begin Dataset

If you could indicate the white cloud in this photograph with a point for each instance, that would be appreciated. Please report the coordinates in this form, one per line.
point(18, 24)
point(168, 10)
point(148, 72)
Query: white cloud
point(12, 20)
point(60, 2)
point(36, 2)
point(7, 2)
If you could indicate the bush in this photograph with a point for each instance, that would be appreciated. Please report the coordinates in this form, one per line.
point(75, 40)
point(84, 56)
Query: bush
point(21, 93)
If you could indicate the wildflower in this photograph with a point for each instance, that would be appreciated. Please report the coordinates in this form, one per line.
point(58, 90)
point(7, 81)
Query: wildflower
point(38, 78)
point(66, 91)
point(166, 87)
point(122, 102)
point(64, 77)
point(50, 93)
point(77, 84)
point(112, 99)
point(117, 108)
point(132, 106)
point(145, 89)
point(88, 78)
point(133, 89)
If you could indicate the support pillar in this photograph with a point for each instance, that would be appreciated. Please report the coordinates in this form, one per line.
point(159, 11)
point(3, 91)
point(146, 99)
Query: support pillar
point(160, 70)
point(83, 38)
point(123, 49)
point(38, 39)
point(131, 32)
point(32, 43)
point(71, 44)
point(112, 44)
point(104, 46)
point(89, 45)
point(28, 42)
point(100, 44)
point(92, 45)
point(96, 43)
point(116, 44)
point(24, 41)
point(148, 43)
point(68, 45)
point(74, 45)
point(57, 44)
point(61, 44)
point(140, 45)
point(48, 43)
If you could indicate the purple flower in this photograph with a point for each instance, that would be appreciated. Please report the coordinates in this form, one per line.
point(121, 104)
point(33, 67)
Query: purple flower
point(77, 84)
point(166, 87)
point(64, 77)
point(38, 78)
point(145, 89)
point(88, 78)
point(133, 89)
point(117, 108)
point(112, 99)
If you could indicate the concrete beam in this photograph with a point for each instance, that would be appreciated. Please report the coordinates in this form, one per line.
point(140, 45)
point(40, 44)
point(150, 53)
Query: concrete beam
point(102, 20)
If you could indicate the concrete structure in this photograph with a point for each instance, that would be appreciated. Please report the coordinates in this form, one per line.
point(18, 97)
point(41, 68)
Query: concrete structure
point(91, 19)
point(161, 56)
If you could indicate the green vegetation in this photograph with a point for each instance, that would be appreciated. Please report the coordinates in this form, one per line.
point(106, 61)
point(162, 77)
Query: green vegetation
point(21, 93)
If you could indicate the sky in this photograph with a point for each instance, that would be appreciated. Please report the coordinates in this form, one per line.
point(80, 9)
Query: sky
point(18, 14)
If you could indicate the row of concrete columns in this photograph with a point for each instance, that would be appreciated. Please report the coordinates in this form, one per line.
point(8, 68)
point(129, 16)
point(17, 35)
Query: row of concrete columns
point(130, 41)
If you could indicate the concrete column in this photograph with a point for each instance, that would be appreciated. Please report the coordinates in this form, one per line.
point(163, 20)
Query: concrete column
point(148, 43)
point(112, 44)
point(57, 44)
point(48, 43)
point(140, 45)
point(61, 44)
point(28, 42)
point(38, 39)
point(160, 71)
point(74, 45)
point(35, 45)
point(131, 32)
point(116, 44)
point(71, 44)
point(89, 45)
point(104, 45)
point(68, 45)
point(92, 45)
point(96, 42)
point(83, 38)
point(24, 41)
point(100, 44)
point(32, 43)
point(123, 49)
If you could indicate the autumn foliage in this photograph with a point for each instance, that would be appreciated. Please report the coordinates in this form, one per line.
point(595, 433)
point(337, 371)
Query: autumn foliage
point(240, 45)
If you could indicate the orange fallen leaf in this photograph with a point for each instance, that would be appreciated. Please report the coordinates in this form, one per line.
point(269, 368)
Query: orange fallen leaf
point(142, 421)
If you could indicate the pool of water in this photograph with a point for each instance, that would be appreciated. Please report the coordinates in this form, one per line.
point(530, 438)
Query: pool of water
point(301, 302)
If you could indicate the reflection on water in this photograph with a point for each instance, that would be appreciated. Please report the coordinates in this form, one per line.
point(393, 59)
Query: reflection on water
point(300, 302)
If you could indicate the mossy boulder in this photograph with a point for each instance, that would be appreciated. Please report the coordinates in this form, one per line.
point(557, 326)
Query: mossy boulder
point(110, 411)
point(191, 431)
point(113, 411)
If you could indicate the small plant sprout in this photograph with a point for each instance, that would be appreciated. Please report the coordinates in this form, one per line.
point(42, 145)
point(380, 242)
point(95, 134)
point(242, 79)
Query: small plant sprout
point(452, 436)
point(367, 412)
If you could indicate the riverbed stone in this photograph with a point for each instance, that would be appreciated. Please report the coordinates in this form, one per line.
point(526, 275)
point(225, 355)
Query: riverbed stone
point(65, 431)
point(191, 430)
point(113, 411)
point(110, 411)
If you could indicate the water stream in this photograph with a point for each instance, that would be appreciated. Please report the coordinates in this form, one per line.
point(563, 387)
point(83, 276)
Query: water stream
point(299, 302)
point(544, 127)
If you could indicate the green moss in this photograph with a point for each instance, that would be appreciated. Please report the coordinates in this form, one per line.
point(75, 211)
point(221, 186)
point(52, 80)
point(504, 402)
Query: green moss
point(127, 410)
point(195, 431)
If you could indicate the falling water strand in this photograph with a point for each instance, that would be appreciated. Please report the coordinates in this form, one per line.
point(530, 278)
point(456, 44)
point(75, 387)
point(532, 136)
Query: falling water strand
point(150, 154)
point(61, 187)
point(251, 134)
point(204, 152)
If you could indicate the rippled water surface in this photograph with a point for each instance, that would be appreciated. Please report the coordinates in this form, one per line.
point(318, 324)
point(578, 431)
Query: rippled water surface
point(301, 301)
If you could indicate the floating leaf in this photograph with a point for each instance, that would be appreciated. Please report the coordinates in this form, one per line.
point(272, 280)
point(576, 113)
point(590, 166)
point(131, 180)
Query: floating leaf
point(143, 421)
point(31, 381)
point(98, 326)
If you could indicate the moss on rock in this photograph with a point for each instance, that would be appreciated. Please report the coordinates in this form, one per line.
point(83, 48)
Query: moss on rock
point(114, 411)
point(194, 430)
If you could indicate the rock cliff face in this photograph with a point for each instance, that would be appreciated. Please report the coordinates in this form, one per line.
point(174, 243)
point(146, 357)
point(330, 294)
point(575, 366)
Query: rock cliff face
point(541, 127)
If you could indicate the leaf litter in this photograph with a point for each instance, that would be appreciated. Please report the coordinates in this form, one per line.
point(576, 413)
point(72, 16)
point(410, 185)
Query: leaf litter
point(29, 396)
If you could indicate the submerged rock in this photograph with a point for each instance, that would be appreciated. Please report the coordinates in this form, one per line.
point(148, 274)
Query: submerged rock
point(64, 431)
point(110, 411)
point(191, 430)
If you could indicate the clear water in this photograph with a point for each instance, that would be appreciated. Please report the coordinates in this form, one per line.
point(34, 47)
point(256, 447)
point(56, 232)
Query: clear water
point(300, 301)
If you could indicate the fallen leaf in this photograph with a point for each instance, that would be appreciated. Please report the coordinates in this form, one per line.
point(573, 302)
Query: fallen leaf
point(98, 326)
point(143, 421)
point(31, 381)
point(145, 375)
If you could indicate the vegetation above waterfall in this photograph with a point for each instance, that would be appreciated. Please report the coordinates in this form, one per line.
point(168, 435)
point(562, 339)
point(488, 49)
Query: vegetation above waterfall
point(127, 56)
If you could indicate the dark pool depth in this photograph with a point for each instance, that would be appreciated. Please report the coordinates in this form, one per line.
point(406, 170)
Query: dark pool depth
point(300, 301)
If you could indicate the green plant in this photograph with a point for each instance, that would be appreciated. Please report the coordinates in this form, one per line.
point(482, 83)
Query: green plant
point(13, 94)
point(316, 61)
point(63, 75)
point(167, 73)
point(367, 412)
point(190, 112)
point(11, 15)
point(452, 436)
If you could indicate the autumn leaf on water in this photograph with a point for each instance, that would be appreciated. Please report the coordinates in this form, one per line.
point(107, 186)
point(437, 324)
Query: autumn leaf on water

end Dataset

* What you should do: Print again the material above, limited to the lines from the one holding "If you could indicate the fallen" through the last, inclusive.

* Result for this exercise:
If you could indicate the fallen leaf in this photograph with a point for each instance, that would be appreciated. Please report the coordinates in this form, one per line.
point(573, 302)
Query: fallen leaf
point(98, 326)
point(143, 421)
point(31, 381)
point(145, 375)
If you could indicate the vegetation above waterfall in this photograph with a point for each instance, that would be appreciated. Please report the coordinates in this form, one per line.
point(168, 435)
point(562, 339)
point(488, 49)
Query: vegetation above waterfall
point(127, 56)
If you could indicate the dark pool depth in this photograph with a point for each instance, that would be appreciated. Please report the coordinates in this form, one per line.
point(406, 170)
Query: dark pool depth
point(300, 301)
If you could indicate the green plant in this photograph with a point for each instance, that would be appreciated. Please report the coordinates in this form, one per line.
point(482, 83)
Query: green plant
point(13, 94)
point(316, 61)
point(63, 75)
point(167, 73)
point(367, 412)
point(190, 112)
point(11, 15)
point(452, 436)
If you could indicate the autumn leaf on water in this photograph with a point for each instance, that would be appreciated. Please report the coordinates in this form, one per line.
point(107, 186)
point(437, 324)
Query: autumn leaf on water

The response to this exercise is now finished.